__WHAT TO DO__
Please show every line of the entries below that contains the word "girl", copied in full. Case counts.

* begin RECORDS FOR THIS EXERCISE *

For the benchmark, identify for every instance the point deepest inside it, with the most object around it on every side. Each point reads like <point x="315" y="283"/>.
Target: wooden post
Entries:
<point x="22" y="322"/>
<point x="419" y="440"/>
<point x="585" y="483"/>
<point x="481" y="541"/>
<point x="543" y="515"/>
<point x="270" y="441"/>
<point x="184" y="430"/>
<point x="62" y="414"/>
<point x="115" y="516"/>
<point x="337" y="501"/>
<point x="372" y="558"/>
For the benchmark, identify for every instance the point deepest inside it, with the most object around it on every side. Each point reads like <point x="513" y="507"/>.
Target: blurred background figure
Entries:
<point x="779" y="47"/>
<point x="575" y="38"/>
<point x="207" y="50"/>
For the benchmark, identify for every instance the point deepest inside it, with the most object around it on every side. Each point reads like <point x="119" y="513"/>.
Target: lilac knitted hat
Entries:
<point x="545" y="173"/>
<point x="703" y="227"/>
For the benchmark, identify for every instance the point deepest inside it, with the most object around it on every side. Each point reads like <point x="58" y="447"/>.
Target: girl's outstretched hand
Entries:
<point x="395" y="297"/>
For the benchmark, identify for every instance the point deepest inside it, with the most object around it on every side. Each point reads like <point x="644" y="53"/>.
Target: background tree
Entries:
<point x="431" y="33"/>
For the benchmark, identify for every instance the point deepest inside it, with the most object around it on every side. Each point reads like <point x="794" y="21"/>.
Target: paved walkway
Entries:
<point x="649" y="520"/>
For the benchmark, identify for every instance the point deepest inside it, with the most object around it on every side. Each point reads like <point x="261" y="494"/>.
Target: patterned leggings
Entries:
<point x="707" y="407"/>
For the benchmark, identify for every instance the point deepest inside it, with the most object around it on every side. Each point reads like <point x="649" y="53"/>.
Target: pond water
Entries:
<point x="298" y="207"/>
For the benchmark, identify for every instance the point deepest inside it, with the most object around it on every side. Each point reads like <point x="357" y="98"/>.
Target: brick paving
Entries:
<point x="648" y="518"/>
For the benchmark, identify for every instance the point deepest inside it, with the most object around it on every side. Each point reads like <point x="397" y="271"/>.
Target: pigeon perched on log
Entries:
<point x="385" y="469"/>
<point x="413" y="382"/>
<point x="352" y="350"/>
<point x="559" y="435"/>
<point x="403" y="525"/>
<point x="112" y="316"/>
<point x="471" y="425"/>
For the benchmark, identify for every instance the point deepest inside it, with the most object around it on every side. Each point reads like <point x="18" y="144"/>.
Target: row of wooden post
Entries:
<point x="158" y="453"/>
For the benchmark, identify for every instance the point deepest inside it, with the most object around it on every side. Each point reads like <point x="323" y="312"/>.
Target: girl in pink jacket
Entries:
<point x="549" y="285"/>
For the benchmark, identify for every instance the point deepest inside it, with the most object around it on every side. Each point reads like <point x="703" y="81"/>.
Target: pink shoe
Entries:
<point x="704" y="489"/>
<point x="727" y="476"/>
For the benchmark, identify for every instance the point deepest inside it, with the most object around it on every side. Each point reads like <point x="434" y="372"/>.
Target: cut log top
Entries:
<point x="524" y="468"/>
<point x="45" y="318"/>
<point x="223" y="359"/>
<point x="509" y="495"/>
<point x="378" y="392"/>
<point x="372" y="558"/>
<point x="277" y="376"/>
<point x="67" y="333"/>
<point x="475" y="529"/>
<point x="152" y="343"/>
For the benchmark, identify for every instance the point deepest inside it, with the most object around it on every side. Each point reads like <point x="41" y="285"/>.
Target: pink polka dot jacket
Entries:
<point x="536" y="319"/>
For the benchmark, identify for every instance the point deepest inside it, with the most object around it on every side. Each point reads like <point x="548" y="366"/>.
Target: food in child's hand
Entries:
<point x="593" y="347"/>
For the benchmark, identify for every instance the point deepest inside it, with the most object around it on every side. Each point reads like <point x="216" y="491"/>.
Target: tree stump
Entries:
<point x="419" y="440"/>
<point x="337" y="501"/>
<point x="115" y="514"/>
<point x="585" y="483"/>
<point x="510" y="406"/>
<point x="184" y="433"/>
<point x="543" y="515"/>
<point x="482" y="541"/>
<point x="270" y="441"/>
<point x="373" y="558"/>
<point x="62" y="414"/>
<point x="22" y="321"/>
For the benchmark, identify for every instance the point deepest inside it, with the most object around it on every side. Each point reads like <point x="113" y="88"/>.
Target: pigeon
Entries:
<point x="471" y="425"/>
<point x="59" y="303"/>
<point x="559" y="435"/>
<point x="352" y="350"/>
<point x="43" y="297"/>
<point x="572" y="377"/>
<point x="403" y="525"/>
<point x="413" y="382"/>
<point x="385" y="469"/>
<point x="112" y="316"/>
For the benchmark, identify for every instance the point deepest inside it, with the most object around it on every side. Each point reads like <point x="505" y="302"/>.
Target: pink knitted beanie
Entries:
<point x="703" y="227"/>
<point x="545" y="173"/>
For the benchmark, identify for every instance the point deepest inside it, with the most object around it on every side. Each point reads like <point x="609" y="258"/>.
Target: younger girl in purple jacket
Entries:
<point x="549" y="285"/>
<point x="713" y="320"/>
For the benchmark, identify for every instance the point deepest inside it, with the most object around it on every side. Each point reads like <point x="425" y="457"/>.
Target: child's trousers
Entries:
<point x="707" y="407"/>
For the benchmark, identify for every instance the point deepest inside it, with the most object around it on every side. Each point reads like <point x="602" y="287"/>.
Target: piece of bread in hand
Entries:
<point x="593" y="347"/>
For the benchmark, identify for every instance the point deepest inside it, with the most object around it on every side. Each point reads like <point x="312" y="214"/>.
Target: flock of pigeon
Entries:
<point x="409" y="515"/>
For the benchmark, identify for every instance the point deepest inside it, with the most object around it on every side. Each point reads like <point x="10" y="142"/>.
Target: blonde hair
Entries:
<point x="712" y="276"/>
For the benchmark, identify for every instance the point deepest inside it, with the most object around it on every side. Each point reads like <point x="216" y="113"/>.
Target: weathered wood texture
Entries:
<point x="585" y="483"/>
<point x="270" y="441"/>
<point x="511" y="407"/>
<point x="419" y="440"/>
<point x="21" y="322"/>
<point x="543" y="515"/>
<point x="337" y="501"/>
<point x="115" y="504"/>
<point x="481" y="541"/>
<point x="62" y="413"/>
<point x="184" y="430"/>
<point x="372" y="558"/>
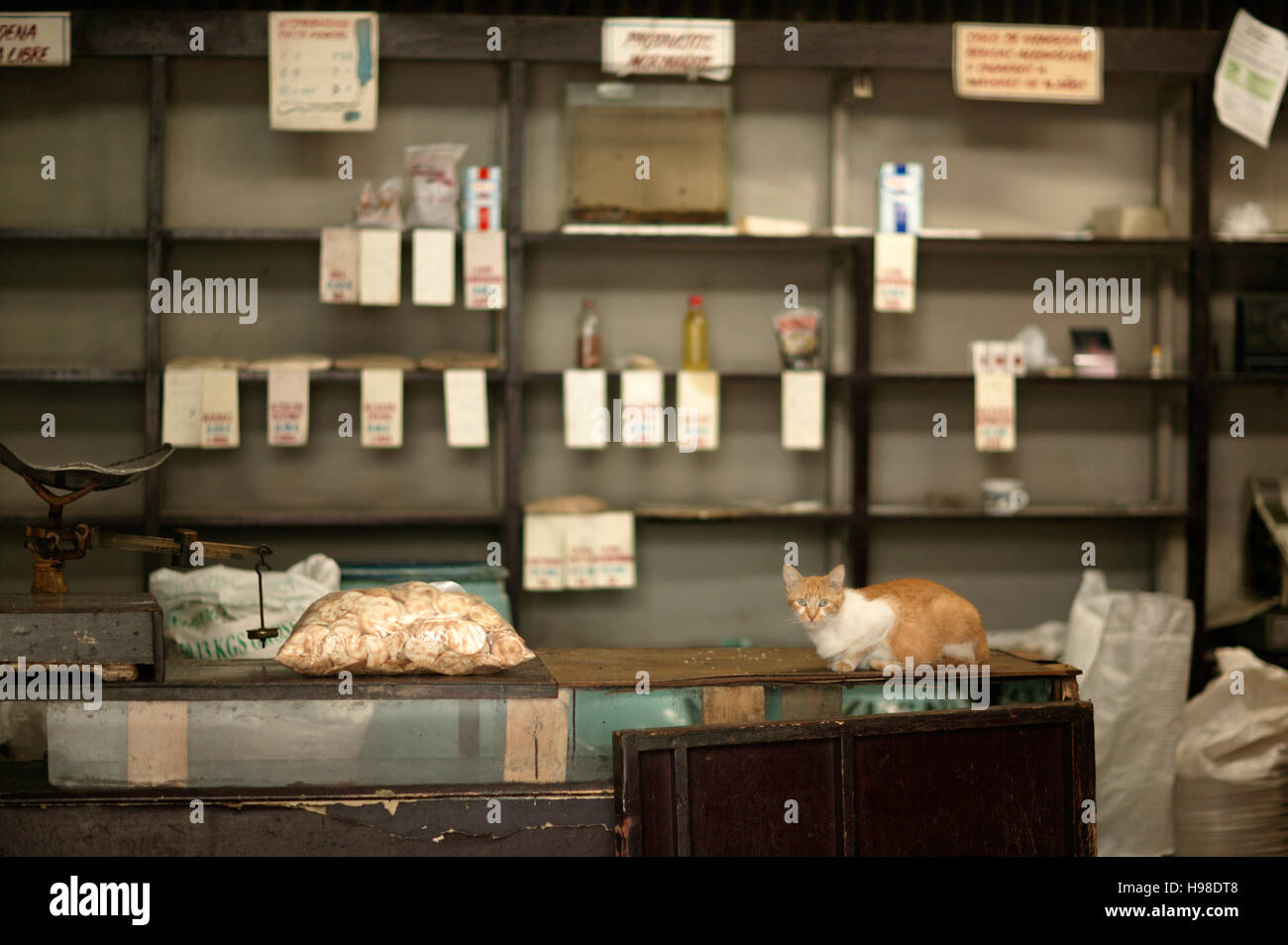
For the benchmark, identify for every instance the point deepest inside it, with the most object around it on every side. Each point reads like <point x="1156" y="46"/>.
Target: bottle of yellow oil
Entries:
<point x="696" y="336"/>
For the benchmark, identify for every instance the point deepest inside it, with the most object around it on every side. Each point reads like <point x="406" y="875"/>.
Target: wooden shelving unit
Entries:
<point x="1185" y="55"/>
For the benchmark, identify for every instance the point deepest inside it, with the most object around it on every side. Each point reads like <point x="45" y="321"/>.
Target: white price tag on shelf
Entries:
<point x="378" y="266"/>
<point x="338" y="265"/>
<point x="180" y="407"/>
<point x="642" y="417"/>
<point x="894" y="271"/>
<point x="588" y="424"/>
<point x="465" y="402"/>
<point x="542" y="553"/>
<point x="614" y="551"/>
<point x="35" y="39"/>
<point x="581" y="548"/>
<point x="433" y="266"/>
<point x="803" y="409"/>
<point x="995" y="412"/>
<point x="220" y="424"/>
<point x="287" y="406"/>
<point x="381" y="407"/>
<point x="484" y="269"/>
<point x="697" y="411"/>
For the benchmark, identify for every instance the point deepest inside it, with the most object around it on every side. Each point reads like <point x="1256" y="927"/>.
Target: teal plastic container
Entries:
<point x="483" y="579"/>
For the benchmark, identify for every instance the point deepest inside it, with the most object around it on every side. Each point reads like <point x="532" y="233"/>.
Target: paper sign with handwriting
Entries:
<point x="1028" y="63"/>
<point x="544" y="553"/>
<point x="220" y="424"/>
<point x="668" y="48"/>
<point x="338" y="265"/>
<point x="381" y="407"/>
<point x="642" y="408"/>
<point x="287" y="406"/>
<point x="323" y="71"/>
<point x="465" y="396"/>
<point x="35" y="39"/>
<point x="697" y="411"/>
<point x="803" y="409"/>
<point x="587" y="422"/>
<point x="995" y="412"/>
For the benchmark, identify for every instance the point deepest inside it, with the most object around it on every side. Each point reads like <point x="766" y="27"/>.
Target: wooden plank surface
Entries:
<point x="201" y="680"/>
<point x="536" y="740"/>
<point x="614" y="669"/>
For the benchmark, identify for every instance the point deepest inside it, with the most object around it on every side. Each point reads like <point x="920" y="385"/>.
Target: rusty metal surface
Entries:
<point x="1006" y="781"/>
<point x="403" y="821"/>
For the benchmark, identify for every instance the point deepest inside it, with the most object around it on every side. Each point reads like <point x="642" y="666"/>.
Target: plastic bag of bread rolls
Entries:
<point x="412" y="627"/>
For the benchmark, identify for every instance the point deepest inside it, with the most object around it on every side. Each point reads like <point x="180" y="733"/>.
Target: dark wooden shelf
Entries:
<point x="1031" y="378"/>
<point x="687" y="241"/>
<point x="738" y="376"/>
<point x="1269" y="377"/>
<point x="334" y="519"/>
<point x="250" y="235"/>
<point x="76" y="233"/>
<point x="1037" y="511"/>
<point x="256" y="680"/>
<point x="739" y="515"/>
<point x="248" y="376"/>
<point x="72" y="374"/>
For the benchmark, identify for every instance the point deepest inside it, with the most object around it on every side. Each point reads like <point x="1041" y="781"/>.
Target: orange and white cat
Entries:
<point x="883" y="625"/>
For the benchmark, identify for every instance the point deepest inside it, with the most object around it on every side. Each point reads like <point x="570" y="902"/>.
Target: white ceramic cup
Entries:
<point x="1004" y="496"/>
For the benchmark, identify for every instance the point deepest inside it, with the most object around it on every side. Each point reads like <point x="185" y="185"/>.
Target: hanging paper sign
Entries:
<point x="995" y="412"/>
<point x="35" y="39"/>
<point x="1028" y="63"/>
<point x="668" y="48"/>
<point x="1249" y="78"/>
<point x="894" y="271"/>
<point x="322" y="71"/>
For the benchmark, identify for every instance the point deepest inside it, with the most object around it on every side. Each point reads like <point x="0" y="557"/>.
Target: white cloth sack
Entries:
<point x="209" y="610"/>
<point x="1133" y="649"/>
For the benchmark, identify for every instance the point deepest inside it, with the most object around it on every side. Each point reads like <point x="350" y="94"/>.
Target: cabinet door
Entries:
<point x="1010" y="781"/>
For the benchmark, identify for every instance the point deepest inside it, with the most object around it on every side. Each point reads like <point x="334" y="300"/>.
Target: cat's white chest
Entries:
<point x="862" y="626"/>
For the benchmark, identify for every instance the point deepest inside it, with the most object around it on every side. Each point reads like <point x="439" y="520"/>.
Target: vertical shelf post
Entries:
<point x="861" y="407"/>
<point x="511" y="542"/>
<point x="151" y="319"/>
<point x="1201" y="347"/>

* end RECORDS FOR THIS EXERCISE *

__OUTPUT FOR THIS TASK__
Target: girl's outstretched hand
Target: girl in pink jacket
Target: younger girl in purple jacket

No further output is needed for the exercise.